■ Exercise details
Lay out the lines from the first line of the Dataset excerpts through the line containing "positive clicks: (266, 181)" as a Markdown table with the columns Row and Line, omitting blank lines.

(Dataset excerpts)
• • •
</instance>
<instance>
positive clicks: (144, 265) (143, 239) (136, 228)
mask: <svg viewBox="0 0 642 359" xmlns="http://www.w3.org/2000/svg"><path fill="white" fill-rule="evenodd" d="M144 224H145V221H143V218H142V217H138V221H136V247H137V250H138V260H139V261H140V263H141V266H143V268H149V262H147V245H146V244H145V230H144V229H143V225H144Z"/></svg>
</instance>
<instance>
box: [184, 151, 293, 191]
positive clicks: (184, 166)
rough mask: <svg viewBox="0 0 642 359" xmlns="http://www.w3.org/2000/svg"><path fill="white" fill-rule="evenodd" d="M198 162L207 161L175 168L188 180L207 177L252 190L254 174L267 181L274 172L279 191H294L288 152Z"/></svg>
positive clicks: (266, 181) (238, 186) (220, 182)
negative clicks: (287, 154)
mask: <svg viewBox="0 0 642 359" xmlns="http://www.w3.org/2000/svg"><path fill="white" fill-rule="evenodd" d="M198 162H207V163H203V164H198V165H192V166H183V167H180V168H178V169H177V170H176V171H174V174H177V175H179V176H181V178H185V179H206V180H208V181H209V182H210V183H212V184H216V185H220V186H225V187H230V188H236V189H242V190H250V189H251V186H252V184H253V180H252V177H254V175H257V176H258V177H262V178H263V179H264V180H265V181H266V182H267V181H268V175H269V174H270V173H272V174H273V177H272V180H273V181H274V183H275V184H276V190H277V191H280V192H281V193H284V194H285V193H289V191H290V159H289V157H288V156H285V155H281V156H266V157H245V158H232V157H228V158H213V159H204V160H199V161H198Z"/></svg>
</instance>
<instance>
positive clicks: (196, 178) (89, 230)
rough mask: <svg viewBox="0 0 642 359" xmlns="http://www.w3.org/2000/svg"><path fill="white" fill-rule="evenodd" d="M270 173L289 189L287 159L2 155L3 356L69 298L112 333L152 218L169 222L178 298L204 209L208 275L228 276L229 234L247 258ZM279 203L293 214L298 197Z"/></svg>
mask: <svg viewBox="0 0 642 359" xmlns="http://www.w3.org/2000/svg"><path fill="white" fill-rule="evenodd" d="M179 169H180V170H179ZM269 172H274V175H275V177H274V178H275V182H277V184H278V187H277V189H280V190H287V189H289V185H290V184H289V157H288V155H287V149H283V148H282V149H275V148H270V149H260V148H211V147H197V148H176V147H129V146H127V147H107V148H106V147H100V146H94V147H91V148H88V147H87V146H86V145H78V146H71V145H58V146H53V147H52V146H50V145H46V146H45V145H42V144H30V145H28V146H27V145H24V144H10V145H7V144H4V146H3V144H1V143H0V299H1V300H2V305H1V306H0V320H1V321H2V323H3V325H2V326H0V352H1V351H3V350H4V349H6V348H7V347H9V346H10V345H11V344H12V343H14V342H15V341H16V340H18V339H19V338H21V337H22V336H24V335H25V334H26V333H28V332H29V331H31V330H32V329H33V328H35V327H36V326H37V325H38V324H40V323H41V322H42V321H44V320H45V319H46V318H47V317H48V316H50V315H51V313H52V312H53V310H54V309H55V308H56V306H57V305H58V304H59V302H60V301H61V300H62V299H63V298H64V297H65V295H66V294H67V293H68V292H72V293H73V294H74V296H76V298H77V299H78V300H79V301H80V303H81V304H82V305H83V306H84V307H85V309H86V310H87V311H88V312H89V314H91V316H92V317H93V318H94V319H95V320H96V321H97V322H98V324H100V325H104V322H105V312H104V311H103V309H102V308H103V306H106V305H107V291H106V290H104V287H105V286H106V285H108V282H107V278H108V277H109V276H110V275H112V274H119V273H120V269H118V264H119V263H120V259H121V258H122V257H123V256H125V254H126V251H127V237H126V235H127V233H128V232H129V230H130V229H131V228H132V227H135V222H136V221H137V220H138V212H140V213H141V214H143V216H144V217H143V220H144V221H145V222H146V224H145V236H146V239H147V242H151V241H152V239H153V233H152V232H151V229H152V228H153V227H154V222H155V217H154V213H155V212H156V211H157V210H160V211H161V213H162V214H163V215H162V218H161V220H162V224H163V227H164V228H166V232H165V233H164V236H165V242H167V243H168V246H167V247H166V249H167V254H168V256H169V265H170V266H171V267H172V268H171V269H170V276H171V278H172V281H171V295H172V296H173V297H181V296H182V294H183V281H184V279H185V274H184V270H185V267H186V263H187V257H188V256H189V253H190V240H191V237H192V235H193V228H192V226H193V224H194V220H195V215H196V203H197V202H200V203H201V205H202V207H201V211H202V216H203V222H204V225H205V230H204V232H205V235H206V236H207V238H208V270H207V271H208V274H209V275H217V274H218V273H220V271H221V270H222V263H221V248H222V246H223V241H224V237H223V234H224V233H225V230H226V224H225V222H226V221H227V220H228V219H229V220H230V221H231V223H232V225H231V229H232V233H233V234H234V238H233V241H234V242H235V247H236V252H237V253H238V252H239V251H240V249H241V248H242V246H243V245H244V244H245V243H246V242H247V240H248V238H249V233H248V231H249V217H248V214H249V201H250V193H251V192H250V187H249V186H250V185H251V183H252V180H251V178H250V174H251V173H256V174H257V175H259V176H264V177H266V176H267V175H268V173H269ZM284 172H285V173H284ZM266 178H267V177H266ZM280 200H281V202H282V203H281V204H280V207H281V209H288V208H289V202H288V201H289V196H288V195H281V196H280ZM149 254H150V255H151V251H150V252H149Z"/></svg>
• • •
■ Task answer
| Row | Line |
|---|---|
| 1 | </instance> |
| 2 | <instance> |
| 3 | positive clicks: (144, 265) (143, 239) (136, 228) |
| 4 | mask: <svg viewBox="0 0 642 359" xmlns="http://www.w3.org/2000/svg"><path fill="white" fill-rule="evenodd" d="M144 224H145V221H143V218H142V217H138V221H136V247H137V250H138V260H139V261H140V263H141V266H143V268H149V262H147V245H146V244H145V230H144V229H143V225H144Z"/></svg> |
| 5 | </instance> |
| 6 | <instance> |
| 7 | box: [184, 151, 293, 191] |
| 8 | positive clicks: (184, 166) |
| 9 | rough mask: <svg viewBox="0 0 642 359" xmlns="http://www.w3.org/2000/svg"><path fill="white" fill-rule="evenodd" d="M198 162L207 161L175 168L188 180L207 177L252 190L254 174L267 181L274 172L279 191H294L288 152Z"/></svg> |
| 10 | positive clicks: (266, 181) (238, 186) (220, 182) |